> [What the task requires]
Return the number of lines below with "white" in them, and nothing else.

> [Data to process]
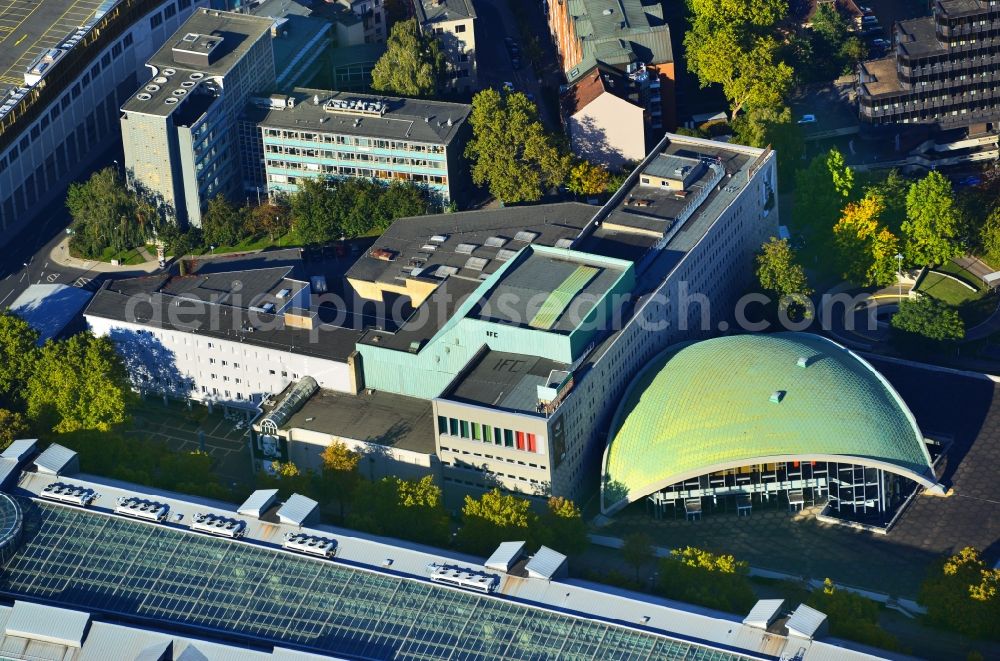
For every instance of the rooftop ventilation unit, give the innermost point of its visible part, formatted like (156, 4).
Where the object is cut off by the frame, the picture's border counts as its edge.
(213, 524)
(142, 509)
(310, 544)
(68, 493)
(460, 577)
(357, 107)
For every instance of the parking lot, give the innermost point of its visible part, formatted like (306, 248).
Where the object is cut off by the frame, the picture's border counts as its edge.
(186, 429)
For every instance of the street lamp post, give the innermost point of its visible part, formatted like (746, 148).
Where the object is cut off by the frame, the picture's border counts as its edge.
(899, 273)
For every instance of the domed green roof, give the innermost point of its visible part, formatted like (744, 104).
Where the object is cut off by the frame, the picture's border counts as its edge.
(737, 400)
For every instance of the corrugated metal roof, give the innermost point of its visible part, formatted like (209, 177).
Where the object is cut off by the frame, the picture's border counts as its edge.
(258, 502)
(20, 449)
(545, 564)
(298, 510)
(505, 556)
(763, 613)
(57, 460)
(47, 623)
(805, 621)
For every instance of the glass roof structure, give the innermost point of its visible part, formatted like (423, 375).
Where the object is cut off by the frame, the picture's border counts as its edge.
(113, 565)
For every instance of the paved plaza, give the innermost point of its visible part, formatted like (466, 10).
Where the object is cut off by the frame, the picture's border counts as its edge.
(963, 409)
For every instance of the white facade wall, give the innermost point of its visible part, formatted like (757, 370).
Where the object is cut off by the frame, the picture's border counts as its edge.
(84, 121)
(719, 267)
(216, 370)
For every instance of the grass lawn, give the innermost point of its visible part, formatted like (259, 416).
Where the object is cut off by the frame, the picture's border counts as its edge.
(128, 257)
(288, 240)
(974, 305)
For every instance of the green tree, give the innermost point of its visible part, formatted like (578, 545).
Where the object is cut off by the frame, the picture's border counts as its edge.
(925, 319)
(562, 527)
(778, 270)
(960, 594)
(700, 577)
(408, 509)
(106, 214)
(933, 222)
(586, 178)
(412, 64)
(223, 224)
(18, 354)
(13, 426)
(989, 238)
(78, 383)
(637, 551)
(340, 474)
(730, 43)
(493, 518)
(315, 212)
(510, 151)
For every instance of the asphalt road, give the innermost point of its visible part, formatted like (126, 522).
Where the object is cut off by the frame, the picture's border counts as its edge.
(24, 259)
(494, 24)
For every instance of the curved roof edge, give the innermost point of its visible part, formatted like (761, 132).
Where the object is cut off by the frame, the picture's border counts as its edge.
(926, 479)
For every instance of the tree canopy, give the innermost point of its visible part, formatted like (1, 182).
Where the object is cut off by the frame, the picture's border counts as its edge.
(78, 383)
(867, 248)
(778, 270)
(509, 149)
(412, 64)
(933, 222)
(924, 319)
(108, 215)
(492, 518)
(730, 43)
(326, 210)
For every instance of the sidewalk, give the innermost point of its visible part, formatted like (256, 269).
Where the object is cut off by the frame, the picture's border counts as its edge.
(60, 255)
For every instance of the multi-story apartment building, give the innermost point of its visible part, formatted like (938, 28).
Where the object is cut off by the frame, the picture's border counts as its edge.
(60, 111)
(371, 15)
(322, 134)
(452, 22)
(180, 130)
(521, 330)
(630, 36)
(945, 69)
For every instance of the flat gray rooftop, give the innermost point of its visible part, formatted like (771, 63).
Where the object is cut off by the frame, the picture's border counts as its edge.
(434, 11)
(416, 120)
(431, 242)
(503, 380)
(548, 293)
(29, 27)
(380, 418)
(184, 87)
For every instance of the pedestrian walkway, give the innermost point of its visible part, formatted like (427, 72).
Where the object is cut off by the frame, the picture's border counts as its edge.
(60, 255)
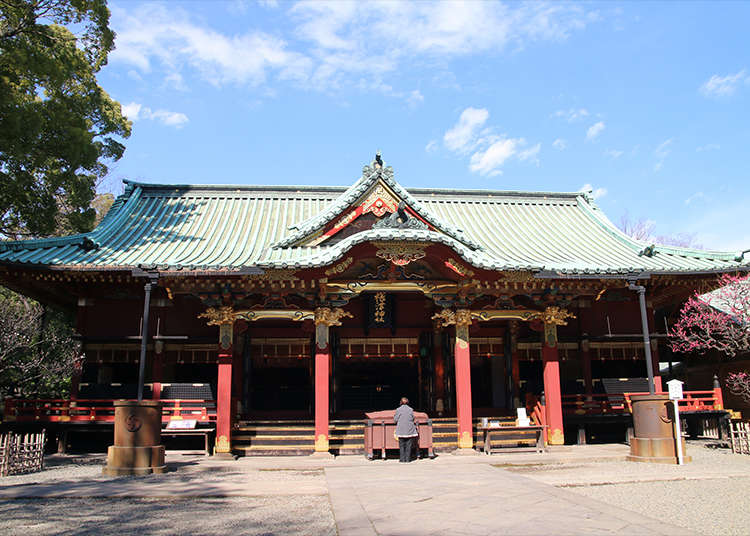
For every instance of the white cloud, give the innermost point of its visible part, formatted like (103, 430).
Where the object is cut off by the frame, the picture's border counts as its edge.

> [Solution below]
2